### [Input material]

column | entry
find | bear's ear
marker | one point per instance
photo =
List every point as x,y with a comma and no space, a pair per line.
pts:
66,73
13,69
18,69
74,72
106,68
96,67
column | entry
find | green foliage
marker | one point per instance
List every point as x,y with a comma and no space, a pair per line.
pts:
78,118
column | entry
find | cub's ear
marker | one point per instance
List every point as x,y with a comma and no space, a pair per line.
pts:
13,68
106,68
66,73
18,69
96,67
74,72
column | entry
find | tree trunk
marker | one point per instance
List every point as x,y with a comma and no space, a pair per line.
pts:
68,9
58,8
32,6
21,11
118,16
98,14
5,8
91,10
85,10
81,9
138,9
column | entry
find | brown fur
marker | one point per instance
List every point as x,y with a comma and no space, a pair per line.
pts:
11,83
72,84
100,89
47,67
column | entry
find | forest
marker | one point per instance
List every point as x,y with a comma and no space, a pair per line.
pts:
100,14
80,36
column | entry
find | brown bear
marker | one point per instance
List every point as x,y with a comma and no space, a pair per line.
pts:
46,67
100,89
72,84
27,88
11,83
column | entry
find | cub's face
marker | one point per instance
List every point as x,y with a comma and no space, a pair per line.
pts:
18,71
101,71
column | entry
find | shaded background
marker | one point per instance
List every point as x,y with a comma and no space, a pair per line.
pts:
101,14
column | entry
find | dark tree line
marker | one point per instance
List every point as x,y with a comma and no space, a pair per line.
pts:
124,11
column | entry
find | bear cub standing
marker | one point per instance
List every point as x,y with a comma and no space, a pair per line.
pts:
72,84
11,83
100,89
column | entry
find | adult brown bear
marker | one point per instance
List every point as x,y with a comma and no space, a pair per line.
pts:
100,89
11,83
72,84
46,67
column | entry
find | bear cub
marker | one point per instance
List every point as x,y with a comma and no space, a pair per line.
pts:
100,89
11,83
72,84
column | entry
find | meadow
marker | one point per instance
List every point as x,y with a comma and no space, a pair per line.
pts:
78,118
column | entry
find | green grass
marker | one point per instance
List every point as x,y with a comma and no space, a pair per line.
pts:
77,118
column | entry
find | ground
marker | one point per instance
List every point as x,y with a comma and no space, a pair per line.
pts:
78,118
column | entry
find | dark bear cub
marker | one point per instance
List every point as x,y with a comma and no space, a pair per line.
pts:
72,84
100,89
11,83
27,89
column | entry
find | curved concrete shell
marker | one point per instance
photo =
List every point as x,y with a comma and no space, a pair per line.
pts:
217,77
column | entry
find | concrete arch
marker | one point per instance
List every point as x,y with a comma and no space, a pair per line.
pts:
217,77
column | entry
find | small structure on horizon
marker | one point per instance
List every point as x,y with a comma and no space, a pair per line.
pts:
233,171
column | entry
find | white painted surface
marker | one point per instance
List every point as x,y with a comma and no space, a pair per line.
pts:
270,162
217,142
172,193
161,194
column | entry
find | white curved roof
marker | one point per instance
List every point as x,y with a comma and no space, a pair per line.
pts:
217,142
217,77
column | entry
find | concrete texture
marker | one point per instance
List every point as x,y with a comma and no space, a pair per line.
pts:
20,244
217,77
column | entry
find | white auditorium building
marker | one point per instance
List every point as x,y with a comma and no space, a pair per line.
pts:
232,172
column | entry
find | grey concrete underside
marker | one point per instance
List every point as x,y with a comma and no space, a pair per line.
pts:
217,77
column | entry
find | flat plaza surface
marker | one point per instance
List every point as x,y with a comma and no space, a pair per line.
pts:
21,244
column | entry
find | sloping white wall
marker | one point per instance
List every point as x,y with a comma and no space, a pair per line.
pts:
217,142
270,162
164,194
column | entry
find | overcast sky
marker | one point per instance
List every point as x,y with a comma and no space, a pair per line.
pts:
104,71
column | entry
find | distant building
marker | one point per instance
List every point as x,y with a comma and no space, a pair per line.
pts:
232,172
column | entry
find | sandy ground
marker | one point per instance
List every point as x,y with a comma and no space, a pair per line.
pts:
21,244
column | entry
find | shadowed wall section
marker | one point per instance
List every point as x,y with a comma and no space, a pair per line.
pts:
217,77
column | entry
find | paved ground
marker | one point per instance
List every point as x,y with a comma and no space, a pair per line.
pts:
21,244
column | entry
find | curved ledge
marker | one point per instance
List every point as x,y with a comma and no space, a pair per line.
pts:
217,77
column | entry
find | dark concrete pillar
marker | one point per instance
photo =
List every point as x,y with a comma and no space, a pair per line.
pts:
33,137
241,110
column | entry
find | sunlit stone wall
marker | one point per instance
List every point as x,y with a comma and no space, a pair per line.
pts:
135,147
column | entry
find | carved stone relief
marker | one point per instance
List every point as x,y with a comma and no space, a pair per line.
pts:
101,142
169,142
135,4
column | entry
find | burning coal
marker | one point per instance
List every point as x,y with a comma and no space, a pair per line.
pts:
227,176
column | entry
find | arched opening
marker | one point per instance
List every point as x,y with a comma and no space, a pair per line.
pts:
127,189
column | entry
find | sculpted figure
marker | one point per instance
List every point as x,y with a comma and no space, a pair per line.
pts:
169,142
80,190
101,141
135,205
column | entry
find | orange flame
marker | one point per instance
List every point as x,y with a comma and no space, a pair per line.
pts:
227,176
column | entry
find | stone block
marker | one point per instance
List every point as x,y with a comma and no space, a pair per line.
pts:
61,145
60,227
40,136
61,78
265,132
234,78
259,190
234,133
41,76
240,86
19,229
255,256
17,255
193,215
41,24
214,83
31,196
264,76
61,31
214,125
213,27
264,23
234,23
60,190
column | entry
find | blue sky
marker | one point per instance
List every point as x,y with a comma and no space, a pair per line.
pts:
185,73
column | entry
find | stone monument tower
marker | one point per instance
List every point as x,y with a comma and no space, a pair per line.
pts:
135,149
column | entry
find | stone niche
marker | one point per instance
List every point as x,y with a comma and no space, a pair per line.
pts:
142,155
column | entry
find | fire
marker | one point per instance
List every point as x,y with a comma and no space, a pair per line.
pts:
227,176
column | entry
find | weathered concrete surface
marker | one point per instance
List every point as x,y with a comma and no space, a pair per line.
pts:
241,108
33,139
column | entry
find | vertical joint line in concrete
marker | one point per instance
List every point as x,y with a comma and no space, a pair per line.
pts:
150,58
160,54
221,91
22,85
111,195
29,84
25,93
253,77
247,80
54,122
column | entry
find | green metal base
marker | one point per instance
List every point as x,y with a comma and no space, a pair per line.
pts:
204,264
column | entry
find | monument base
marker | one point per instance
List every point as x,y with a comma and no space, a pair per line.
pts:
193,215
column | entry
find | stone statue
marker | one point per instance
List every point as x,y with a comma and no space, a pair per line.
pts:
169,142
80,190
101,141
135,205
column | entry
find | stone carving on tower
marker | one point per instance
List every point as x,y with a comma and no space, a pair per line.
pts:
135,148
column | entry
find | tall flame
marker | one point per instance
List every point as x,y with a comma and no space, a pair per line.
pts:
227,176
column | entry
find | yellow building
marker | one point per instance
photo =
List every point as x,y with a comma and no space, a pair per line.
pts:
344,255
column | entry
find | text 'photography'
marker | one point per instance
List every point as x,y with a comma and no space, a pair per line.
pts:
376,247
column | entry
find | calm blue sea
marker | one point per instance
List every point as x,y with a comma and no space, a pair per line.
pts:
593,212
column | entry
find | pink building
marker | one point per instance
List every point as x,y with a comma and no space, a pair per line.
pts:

### [What is needed]
Copy the data above in full, character for character.

### [Finished task]
column | entry
find | bear's ear
marker | one point per instance
photo =
List every point as x,y with a comma and no space, a pair per line.
pts:
66,73
13,69
18,69
74,72
106,68
96,67
column | entry
find | green foliage
marker | one point per instance
List every point as x,y with a comma and no space, a pair per line.
pts:
78,118
column | entry
find | cub's ear
marker | one point per instance
List every point as x,y with a comma and no space, a pair per line.
pts:
13,68
106,68
66,73
18,69
96,67
74,72
column | entry
find | tree trunk
marker | one point per instance
List every point as x,y with a comma and no space, a pair per line.
pts:
68,9
58,8
32,6
21,11
118,16
98,14
5,8
91,10
85,10
81,9
138,9
column | entry
find | brown fur
marker | one point per instance
List every point as x,y with a comma and no space, a pair per line.
pts:
11,83
72,84
100,89
47,67
column | entry
find | forest
marker | one point per instance
List every point as x,y with a comma and no space, a pair per line.
pts:
100,14
80,36
column | entry
find | brown bear
marker | one point per instance
List every point as x,y with a comma and no space, a pair per line.
pts:
46,67
100,89
72,84
27,88
11,83
column | entry
find | cub's face
marker | one point per instance
List every point as x,y with a comma and no space, a pair per line.
pts:
18,71
101,71
column | entry
find | shaded background
marker | one point per instance
List every point as x,y with a comma and no space, a pair per line.
pts:
101,14
column | entry
find | dark tree line
marker | one point per instance
List every point as x,y with a comma and no space, a pair per line.
pts:
124,11
column | entry
find | bear cub standing
marker | one point per instance
List every point as x,y with a comma and no space, a pair per line.
pts:
72,84
11,83
100,89
column | entry
find | adult brown bear
marker | one point per instance
List every point as x,y with a comma and no space, a pair per line.
pts:
100,89
11,83
72,84
46,67
column | entry
find | bear cub
marker | one point per instance
List every point as x,y with a comma and no space, a pair per line.
pts:
100,89
11,83
72,84
column | entry
find | meadow
marker | one point per instance
List every point as x,y with a comma and no space, a pair per line.
pts:
78,118
column | entry
find | green grass
marker | one point per instance
List every point as x,y with a comma and no space, a pair per line.
pts:
77,118
column | entry
find | ground
marker | one point per instance
List every point as x,y with a comma and no space, a pair per line.
pts:
78,118
column | entry
find | dark bear cub
marker | one point per instance
List every point as x,y with a comma and no space, a pair per line.
pts:
72,84
100,89
11,83
27,89
column | entry
find | curved concrete shell
marker | one point per instance
photo =
List every point as x,y with a comma and no space, a pair per line.
pts:
217,77
column | entry
find | concrete arch
marker | one point per instance
List every point as x,y with a comma and no space, a pair per line.
pts:
217,77
column | entry
find | small structure on horizon
marker | one point per instance
List every point as x,y with a comma and no space, a pair per line.
pts:
233,171
column | entry
find | white painted surface
marker | one point per instance
List every point as x,y with a comma and no space, a pair per line.
pts:
270,162
217,142
172,193
161,194
column | entry
find | white curved roof
marker | one point per instance
List every point as x,y with a comma and no space, a pair per line.
pts:
217,142
217,77
column | entry
find | concrete texture
marker | one point per instance
List every point as x,y with a comma and no space, a pair per line.
pts:
20,244
217,77
column | entry
find | white auditorium building
marker | one point per instance
List every point as x,y with a comma and no space, a pair per line.
pts:
232,172
column | entry
find | grey concrete underside
marker | one point per instance
List every point as x,y with a comma and no space, a pair per line.
pts:
217,77
column | entry
find | flat plaza surface
marker | one point per instance
List every point as x,y with a comma and no space, a pair per line.
pts:
21,244
column | entry
find | sloping white wall
marker | one point per instance
List every point as x,y with a comma and no space, a pair per line.
pts:
217,142
270,162
164,194
column | entry
find | overcast sky
marker | one point per instance
List every point as x,y with a comma and no space, a pair per line.
pts:
104,71
column | entry
find | distant building
marker | one point per instance
List every point as x,y with a comma and no space, a pair per line.
pts:
232,172
column | entry
find | sandy ground
marker | one point per instance
List every point as x,y with a comma and no space, a pair per line.
pts:
21,244
column | entry
find | shadowed wall section
marker | one point per instance
List every point as x,y with a comma and no space, a pair per line.
pts:
217,77
column | entry
find | paved ground
marker | one point per instance
List every point as x,y with a comma and no space, a pair per line.
pts:
21,244
column | entry
find | curved ledge
marker | one point per instance
List every point as x,y with a comma and no space, a pair per line.
pts:
217,77
column | entry
find | dark concrete pillar
marker | one point per instance
photo =
List every point as x,y with a comma and no space, a pair per line.
pts:
33,137
241,110
column | entry
find | sunlit stone wall
marker | one point per instance
List every point as x,y with a comma and no space, a pair per line.
pts:
135,147
column | entry
find | carved stone relief
marker | one point per instance
List every point as x,y with a comma and no space, a pair per line.
pts:
101,142
169,142
135,4
column | entry
find | burning coal
marker | one point per instance
List every point as x,y with a comma and no space, a pair per line.
pts:
227,176
column | entry
find | arched opening
marker | one point per instance
List every point as x,y with a comma and no space, a pair per line.
pts:
127,189
column | entry
find | sculpted figure
marker | one point per instance
List every point as x,y with a comma and no space, a pair per line.
pts:
169,142
80,190
101,141
135,205
column | entry
find | orange flame
marker | one point per instance
List every point as x,y with a comma and no space, a pair per line.
pts:
227,176
column | entry
find | stone block
marker | one point per instance
List every point as x,y with a comma and no space, a pair per line.
pts:
61,145
60,227
40,136
61,78
265,132
234,78
259,190
234,133
41,76
240,86
19,229
255,256
17,255
193,215
41,24
214,83
31,196
264,76
61,31
214,125
213,27
264,23
234,23
60,190
column | entry
find | blue sky
marker | one point per instance
List every point as x,y with a comma and no space, a pair per line.
pts:
185,73
column | entry
find | stone monument tower
marker | one point per instance
List every point as x,y with a comma and no space, a pair per line.
pts:
135,149
column | entry
find | stone niche
marker | one point per instance
List every point as x,y with a comma and no space, a pair per line.
pts:
142,155
column | entry
find | fire
marker | one point per instance
List every point as x,y with a comma and no space, a pair per line.
pts:
227,176
column | entry
find | weathered concrete surface
marker | one point per instance
List every point as x,y with a comma and no space, a pair per line.
pts:
241,108
33,139
column | entry
find | vertical joint line in concrete
marker | one point per instance
List every point as x,y with a comma and no space, a pair per line.
pts:
150,58
160,54
221,91
22,85
111,195
29,84
25,93
253,77
247,80
54,122
column | entry
find | green metal base
marker | one point per instance
List every point as x,y with a comma and no space, a pair per line.
pts:
204,264
column | entry
find | monument base
marker | one point per instance
List every point as x,y with a comma and no space, a pair per line.
pts:
193,215
column | entry
find | stone statue
marker | one point per instance
List every point as x,y with a comma and no space, a pair per line.
pts:
169,142
80,190
101,141
135,205
column | entry
find | stone carving on tower
marker | one point per instance
List every point as x,y with a comma and no space, a pair per line.
pts:
135,148
column | entry
find | tall flame
marker | one point per instance
List every point as x,y with a comma and no space, a pair per line.
pts:
227,176
column | entry
find | yellow building
marker | one point per instance
photo =
List every point as x,y with a comma and no space, a pair per line.
pts:
344,255
column | entry
find | text 'photography'
marker | one point per instance
List every point as x,y with a comma and no space, a pair per line.
pts:
376,247
column | entry
find | calm blue sea
marker | one point per instance
List every point as x,y with a comma and no space, a pair per line.
pts:
593,212
column | entry
find | pink building
marker | one point per instance
List every point as x,y with a comma and no space, a pair per line.
pts:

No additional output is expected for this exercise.